Entries from a pointing dataset:
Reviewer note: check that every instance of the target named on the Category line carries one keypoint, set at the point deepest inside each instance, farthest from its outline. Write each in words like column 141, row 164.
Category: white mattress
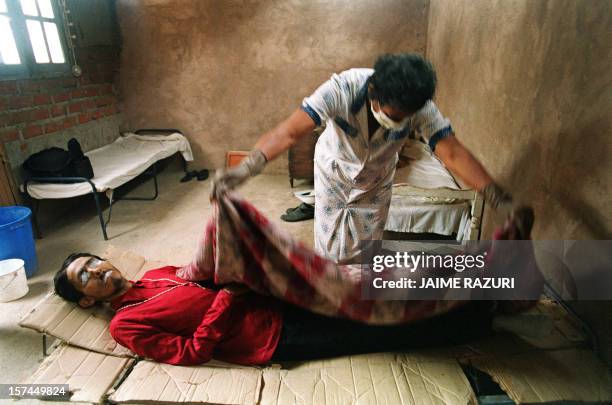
column 426, row 214
column 117, row 163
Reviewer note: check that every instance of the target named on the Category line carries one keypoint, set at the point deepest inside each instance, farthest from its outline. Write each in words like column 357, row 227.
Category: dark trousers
column 307, row 336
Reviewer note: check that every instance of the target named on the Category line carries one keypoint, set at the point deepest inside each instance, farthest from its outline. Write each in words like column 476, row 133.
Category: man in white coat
column 368, row 115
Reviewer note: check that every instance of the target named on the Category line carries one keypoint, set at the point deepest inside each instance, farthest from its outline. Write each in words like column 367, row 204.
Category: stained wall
column 226, row 71
column 528, row 87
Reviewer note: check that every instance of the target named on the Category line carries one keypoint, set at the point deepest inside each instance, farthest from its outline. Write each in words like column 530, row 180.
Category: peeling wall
column 527, row 85
column 226, row 71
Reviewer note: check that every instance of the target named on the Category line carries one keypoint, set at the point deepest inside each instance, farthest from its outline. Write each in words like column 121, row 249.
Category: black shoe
column 300, row 213
column 188, row 176
column 202, row 175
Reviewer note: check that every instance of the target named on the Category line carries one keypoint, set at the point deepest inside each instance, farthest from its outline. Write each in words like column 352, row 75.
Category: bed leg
column 45, row 345
column 97, row 200
column 35, row 204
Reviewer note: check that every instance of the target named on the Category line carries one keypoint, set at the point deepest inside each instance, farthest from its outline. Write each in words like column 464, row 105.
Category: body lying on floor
column 178, row 315
column 175, row 321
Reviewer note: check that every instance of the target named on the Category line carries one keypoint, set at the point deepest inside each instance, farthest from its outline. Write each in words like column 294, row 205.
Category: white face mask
column 387, row 122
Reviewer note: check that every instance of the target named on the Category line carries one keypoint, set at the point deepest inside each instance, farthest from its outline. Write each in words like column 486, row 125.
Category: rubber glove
column 230, row 178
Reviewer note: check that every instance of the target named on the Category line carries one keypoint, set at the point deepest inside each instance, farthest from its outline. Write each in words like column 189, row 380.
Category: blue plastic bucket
column 16, row 239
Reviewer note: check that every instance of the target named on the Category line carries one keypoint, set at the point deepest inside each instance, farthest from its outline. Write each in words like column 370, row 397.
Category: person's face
column 97, row 279
column 393, row 113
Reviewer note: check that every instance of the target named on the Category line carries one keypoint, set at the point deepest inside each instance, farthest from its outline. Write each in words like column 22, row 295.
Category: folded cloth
column 240, row 245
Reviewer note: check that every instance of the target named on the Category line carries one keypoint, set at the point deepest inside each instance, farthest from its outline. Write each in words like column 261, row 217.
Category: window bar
column 42, row 27
column 76, row 69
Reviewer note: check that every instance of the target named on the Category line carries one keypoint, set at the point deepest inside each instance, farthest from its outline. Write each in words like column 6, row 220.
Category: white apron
column 353, row 172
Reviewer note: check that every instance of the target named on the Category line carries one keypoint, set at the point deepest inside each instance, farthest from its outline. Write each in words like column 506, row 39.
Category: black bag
column 57, row 162
column 81, row 166
column 50, row 162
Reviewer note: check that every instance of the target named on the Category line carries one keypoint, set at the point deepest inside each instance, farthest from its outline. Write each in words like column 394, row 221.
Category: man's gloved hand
column 498, row 198
column 229, row 179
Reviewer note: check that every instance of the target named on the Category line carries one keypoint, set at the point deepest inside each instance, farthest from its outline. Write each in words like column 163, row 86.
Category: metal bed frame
column 151, row 171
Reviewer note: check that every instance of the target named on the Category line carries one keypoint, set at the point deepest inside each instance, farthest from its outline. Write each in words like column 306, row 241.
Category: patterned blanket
column 240, row 245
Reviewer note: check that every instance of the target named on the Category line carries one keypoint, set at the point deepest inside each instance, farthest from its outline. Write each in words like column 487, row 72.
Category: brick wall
column 37, row 107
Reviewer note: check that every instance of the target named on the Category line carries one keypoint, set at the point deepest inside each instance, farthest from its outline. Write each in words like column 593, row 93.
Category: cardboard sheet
column 89, row 375
column 163, row 383
column 381, row 378
column 542, row 376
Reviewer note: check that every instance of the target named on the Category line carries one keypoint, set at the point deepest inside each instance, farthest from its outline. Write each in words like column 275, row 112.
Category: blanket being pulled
column 240, row 245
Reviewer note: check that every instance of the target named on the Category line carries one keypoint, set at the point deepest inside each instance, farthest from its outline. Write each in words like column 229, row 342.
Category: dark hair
column 63, row 286
column 405, row 81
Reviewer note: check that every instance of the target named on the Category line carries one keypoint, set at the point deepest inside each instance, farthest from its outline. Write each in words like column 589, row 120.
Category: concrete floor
column 166, row 229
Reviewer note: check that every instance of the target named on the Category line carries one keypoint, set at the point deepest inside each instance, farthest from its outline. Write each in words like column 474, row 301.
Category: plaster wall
column 527, row 86
column 226, row 71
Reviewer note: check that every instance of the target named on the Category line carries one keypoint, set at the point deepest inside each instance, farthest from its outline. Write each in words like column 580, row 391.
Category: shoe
column 188, row 176
column 202, row 175
column 302, row 205
column 300, row 213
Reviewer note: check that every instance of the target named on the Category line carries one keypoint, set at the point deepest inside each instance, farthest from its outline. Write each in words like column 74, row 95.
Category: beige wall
column 527, row 85
column 225, row 71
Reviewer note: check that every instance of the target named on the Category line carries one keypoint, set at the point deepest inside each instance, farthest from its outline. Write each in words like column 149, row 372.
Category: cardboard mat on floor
column 547, row 366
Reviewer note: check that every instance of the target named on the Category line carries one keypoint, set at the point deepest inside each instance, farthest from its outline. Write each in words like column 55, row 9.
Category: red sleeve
column 150, row 341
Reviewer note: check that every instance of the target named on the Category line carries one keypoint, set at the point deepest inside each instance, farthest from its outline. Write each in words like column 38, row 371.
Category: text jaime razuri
column 391, row 267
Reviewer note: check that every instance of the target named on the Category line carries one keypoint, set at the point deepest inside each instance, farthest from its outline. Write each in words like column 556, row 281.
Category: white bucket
column 13, row 283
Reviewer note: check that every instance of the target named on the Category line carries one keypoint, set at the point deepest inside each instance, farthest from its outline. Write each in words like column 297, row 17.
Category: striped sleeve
column 430, row 125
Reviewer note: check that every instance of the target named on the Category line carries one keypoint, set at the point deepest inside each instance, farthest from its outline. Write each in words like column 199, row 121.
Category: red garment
column 188, row 324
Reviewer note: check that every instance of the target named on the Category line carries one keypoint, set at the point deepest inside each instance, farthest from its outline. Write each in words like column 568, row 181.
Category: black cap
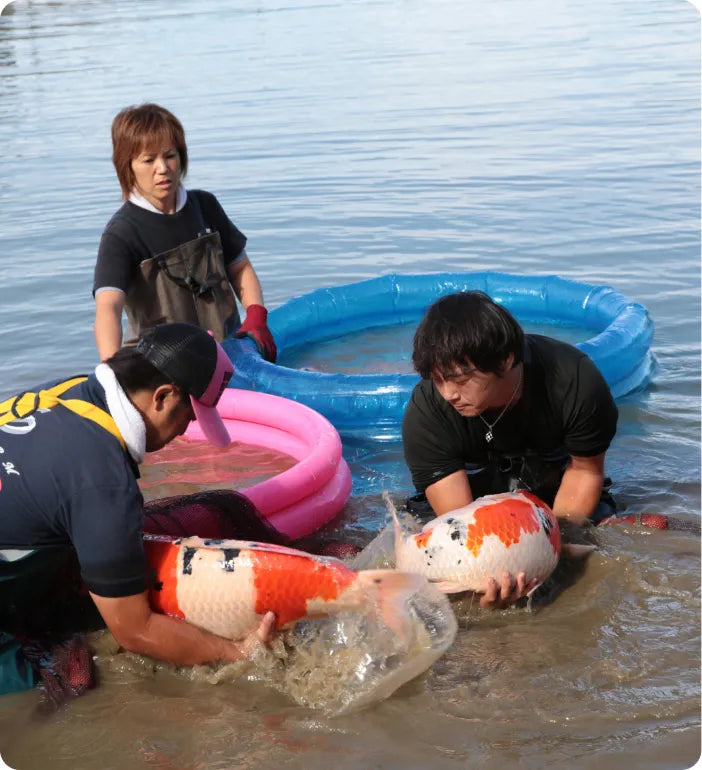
column 193, row 360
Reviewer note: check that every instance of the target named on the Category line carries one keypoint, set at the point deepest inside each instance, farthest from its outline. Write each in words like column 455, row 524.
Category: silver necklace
column 490, row 425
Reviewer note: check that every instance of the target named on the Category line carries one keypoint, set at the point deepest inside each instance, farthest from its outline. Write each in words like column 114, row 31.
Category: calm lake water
column 349, row 140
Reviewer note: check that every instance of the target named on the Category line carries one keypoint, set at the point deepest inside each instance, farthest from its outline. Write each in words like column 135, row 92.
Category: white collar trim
column 139, row 200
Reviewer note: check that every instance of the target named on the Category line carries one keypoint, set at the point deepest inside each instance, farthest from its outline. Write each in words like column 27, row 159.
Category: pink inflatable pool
column 306, row 496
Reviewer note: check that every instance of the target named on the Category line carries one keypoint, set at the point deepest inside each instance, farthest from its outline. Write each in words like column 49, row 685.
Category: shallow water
column 347, row 141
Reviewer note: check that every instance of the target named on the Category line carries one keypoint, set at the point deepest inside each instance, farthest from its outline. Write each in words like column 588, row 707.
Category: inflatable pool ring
column 620, row 348
column 303, row 498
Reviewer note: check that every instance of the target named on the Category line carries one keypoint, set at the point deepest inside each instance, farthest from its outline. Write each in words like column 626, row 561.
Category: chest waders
column 16, row 564
column 188, row 284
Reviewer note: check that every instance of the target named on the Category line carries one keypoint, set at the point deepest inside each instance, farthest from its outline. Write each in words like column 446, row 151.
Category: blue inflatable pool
column 373, row 404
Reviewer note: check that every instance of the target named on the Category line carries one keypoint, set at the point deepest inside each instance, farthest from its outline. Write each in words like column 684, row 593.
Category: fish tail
column 390, row 591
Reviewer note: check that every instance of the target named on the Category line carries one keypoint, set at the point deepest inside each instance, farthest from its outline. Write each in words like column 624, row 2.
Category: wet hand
column 509, row 590
column 262, row 635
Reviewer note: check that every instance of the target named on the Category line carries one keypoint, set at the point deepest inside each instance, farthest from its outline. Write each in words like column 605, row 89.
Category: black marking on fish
column 457, row 530
column 230, row 555
column 188, row 554
column 543, row 518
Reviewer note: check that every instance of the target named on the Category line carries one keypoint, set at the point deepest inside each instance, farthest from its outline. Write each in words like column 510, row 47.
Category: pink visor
column 205, row 407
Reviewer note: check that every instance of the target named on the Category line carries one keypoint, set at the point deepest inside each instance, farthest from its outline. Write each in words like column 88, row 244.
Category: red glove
column 254, row 326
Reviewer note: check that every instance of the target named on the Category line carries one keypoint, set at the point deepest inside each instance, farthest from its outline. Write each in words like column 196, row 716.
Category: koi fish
column 226, row 586
column 510, row 532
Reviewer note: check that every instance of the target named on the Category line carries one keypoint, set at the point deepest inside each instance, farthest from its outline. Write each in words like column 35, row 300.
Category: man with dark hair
column 499, row 410
column 69, row 457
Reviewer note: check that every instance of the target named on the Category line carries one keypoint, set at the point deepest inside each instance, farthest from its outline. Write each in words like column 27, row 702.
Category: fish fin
column 448, row 587
column 576, row 551
column 391, row 590
column 396, row 525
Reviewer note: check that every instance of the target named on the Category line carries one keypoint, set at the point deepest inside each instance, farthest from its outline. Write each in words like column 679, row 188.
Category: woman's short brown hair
column 135, row 128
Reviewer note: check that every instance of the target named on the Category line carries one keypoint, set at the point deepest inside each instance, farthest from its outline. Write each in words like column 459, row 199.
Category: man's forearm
column 578, row 494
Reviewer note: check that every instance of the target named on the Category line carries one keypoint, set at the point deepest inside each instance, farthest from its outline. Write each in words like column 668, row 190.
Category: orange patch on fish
column 285, row 585
column 163, row 558
column 513, row 518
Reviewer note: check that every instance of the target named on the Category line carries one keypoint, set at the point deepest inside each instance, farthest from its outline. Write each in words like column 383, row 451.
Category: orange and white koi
column 226, row 586
column 510, row 532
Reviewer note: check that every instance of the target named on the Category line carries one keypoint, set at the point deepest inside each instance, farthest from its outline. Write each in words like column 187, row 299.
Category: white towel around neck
column 124, row 413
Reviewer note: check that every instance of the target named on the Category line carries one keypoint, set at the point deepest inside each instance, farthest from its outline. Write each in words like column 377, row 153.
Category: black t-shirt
column 135, row 234
column 566, row 409
column 66, row 480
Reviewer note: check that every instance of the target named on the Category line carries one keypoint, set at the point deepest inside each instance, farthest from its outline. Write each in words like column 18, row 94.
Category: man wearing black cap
column 69, row 456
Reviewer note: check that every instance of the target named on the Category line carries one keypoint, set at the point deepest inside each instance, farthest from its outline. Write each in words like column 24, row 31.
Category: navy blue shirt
column 66, row 480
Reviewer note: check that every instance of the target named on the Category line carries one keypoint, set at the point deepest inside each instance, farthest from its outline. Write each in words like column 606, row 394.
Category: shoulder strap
column 27, row 403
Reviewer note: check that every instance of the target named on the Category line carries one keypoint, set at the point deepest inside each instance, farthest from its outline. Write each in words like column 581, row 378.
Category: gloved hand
column 254, row 326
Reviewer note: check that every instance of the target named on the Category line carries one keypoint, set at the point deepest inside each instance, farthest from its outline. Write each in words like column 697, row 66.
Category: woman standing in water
column 170, row 254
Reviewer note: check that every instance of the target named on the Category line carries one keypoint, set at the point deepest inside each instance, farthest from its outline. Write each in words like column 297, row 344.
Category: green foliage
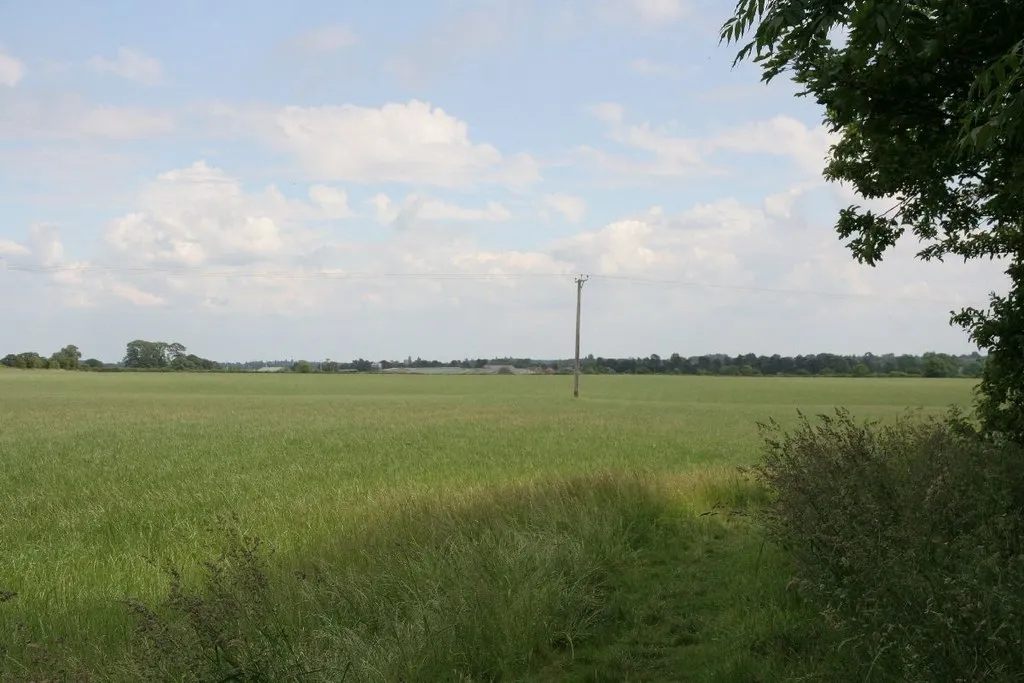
column 141, row 354
column 910, row 537
column 928, row 101
column 230, row 629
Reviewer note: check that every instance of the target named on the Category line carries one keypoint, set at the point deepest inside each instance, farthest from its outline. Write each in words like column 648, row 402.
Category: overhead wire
column 440, row 276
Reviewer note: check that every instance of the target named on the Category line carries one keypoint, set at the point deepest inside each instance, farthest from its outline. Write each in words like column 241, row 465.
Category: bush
column 910, row 537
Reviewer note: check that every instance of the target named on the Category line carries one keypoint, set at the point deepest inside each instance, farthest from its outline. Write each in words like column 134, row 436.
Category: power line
column 40, row 269
column 580, row 280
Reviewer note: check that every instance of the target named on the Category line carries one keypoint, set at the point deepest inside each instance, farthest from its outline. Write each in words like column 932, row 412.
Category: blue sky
column 381, row 179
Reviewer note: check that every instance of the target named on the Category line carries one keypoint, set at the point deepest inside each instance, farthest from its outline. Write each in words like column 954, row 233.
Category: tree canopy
column 926, row 99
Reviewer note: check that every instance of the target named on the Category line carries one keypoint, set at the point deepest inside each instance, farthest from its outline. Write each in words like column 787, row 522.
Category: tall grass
column 102, row 472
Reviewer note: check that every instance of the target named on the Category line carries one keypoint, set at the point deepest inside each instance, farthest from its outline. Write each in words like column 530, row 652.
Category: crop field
column 446, row 527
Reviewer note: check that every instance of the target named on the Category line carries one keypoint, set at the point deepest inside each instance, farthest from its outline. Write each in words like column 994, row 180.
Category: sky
column 338, row 179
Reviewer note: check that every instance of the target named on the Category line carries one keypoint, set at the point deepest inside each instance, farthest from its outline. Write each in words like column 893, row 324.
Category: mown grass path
column 100, row 471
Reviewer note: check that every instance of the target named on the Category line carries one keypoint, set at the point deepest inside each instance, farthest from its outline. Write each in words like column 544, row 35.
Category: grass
column 550, row 515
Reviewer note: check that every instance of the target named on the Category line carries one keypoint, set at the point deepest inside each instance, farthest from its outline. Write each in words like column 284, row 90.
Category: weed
column 909, row 537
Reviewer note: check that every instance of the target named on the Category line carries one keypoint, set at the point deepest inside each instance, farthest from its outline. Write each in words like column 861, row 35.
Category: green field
column 507, row 479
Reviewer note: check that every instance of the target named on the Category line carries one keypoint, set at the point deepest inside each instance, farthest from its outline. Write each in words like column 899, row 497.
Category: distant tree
column 927, row 101
column 68, row 357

[Written request]:
Express the entries as a JSON list of strings, running from the start of the entries through the line containing "column 368, row 115", both ends included. Give one string per line, omit blank lines, and leave the pictures out.

[Full output]:
[
  "Reviewer note: check that every instance of the target named on the Category line carries one keypoint, set at the point deepest inside each instance, farthest from its outline. Write each in words like column 141, row 164.",
  "Category: white mattress",
  "column 426, row 214",
  "column 117, row 163",
  "Reviewer note: check that every instance of the target named on the Category line carries one keypoint, set at the point deepest inside each instance, farthest from its outline. Write each in words like column 357, row 227.",
  "Category: dark trousers",
  "column 307, row 336",
  "Reviewer note: check that every instance of the target named on the Category line carries one keypoint, set at the point deepest inside each instance, farthest from its outline. Write each in words like column 476, row 133.",
  "Category: man in white coat",
  "column 368, row 115"
]